Given exercise — Report every line in the rows below that contains the string "fence", copying each line in full. Matching is case-sensitive.

[Segmentation labeling rows]
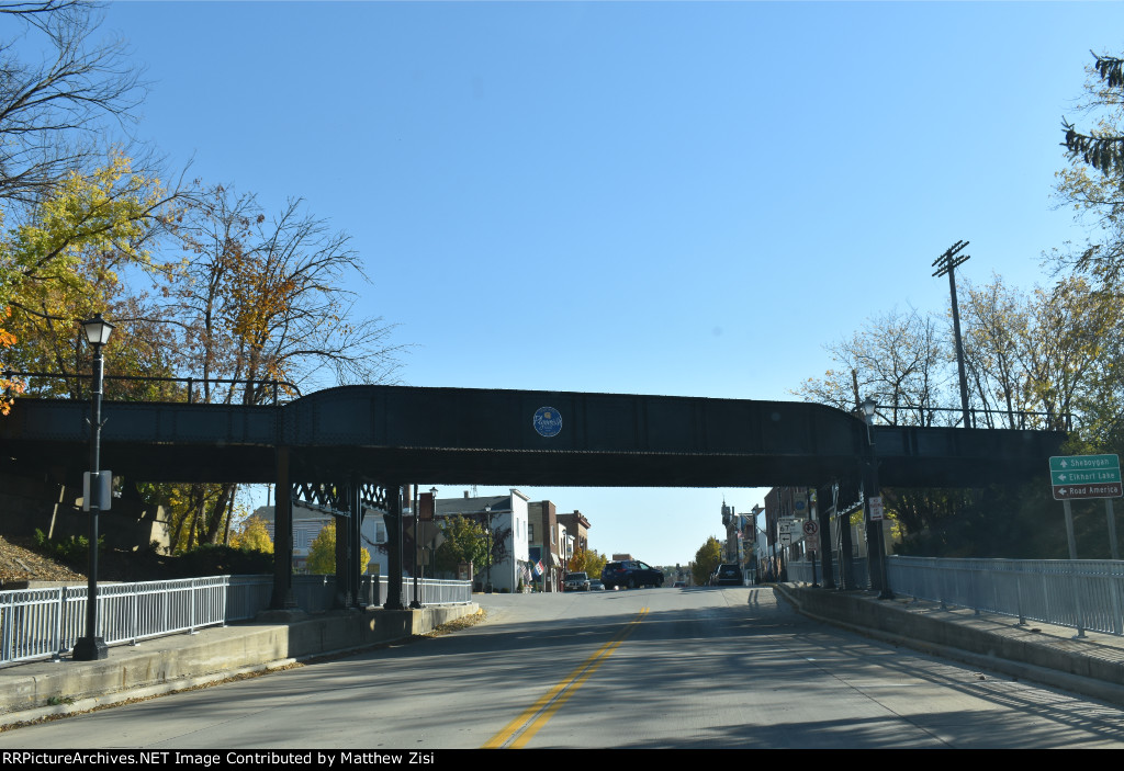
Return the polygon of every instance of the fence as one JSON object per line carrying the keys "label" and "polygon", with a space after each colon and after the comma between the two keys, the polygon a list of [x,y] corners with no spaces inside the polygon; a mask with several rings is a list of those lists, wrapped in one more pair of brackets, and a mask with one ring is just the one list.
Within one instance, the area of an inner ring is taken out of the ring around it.
{"label": "fence", "polygon": [[891,557],[895,594],[973,611],[1124,634],[1124,561]]}
{"label": "fence", "polygon": [[[425,605],[468,603],[468,581],[419,581]],[[293,599],[308,612],[335,603],[334,576],[293,576]],[[107,645],[136,643],[178,632],[253,618],[270,605],[272,576],[212,576],[173,581],[98,586],[98,636]],[[363,576],[359,603],[378,605],[387,578]],[[404,603],[413,579],[402,580]],[[87,587],[63,586],[0,591],[0,666],[55,658],[85,634]]]}

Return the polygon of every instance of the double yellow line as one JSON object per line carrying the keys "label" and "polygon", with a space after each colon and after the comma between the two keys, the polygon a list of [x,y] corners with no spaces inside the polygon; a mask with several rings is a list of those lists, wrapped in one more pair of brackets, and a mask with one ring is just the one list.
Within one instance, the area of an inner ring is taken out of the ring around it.
{"label": "double yellow line", "polygon": [[593,655],[586,659],[581,664],[578,666],[570,676],[554,686],[546,692],[541,699],[531,705],[522,715],[508,723],[502,731],[488,740],[481,750],[499,750],[499,749],[511,749],[518,750],[527,744],[531,738],[538,733],[546,723],[554,716],[562,705],[566,703],[574,691],[581,688],[582,683],[590,678],[590,676],[597,671],[606,659],[613,655],[613,652],[620,648],[629,634],[636,628],[644,616],[647,615],[647,608],[641,608],[640,613],[635,618],[628,622],[620,632],[616,634],[613,640],[601,645],[597,649]]}

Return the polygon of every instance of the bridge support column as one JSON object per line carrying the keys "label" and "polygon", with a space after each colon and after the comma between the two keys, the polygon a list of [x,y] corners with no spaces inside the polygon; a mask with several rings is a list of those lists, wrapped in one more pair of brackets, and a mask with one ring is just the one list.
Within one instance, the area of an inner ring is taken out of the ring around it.
{"label": "bridge support column", "polygon": [[402,486],[387,486],[387,540],[390,567],[387,570],[387,611],[405,611],[402,605]]}
{"label": "bridge support column", "polygon": [[[344,489],[345,495],[351,493],[350,488]],[[332,517],[332,525],[336,529],[336,591],[332,600],[332,607],[348,608],[353,604],[351,576],[357,570],[355,560],[352,557],[354,547],[352,544],[351,517],[342,514],[334,515]]]}
{"label": "bridge support column", "polygon": [[835,522],[840,529],[840,588],[844,590],[858,588],[854,585],[854,545],[851,543],[851,516],[840,514],[840,493],[844,494],[843,501],[850,504],[854,501],[850,494],[851,489],[850,483],[846,487],[836,483],[832,492],[832,507],[835,510]]}
{"label": "bridge support column", "polygon": [[[351,507],[351,518],[347,520],[347,538],[352,544],[353,568],[348,572],[348,589],[354,607],[365,608],[366,599],[360,596],[363,582],[363,501],[360,493],[360,480],[352,477],[347,487],[347,505]],[[373,557],[373,554],[372,554]]]}
{"label": "bridge support column", "polygon": [[816,521],[819,523],[819,568],[823,571],[823,586],[825,589],[835,588],[835,566],[832,562],[832,516],[827,501],[832,493],[831,486],[816,487]]}
{"label": "bridge support column", "polygon": [[289,479],[289,447],[277,451],[277,496],[273,502],[273,598],[272,611],[297,607],[292,598],[292,483]]}

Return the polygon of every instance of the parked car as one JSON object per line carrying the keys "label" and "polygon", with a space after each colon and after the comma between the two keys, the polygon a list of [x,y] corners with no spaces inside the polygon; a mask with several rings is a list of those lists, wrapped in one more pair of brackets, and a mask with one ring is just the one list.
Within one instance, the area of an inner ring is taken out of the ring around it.
{"label": "parked car", "polygon": [[589,591],[589,576],[583,572],[568,572],[563,579],[562,591]]}
{"label": "parked car", "polygon": [[663,586],[663,571],[640,560],[622,560],[608,562],[601,570],[601,581],[605,588],[615,589],[626,586],[635,589],[638,586]]}
{"label": "parked car", "polygon": [[733,562],[719,565],[710,575],[710,586],[742,586],[744,582],[742,568]]}

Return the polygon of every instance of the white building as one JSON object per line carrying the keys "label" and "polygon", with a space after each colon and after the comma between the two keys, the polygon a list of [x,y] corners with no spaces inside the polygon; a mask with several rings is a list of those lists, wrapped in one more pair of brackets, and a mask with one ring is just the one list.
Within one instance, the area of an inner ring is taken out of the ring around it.
{"label": "white building", "polygon": [[[265,523],[265,530],[275,542],[273,532],[273,506],[259,506],[254,511],[254,516]],[[320,508],[312,504],[294,501],[292,504],[292,567],[296,570],[303,570],[308,561],[308,551],[312,541],[320,534],[325,525],[330,525],[332,513],[327,508]],[[368,508],[363,515],[363,524],[360,535],[362,543],[360,548],[366,549],[371,554],[371,561],[366,566],[370,573],[387,572],[387,557],[380,553],[379,544],[387,542],[387,525],[382,521],[382,512]],[[381,563],[381,566],[380,566]]]}
{"label": "white building", "polygon": [[500,539],[496,551],[500,558],[491,566],[474,566],[475,582],[484,586],[490,580],[496,591],[517,591],[531,580],[527,503],[531,501],[517,489],[507,495],[484,495],[469,497],[468,490],[461,498],[437,498],[437,517],[465,516],[491,526],[493,536]]}

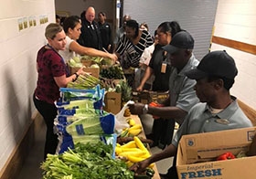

Solution to this task —
Return the polygon of every instance of the fence as one JSON object per line carrying the keys "label" and "polygon", with a space after each colon and after the comma between the two keys, the polygon a list of [x,y] corners with no spaces inside the polygon; a mask with several rings is a list of those lists, wrapped in one more pair of brackets, and a mask with one ring is just the one list.
{"label": "fence", "polygon": [[891,557],[895,594],[973,611],[1124,634],[1124,561]]}
{"label": "fence", "polygon": [[[425,605],[468,603],[468,581],[419,581]],[[293,599],[308,612],[335,603],[334,576],[293,576]],[[107,645],[136,643],[178,632],[253,618],[270,605],[272,576],[212,576],[173,581],[98,586],[98,636]],[[363,576],[359,603],[378,605],[387,578]],[[404,603],[413,579],[402,580]],[[87,587],[63,586],[0,591],[0,666],[55,658],[85,634]]]}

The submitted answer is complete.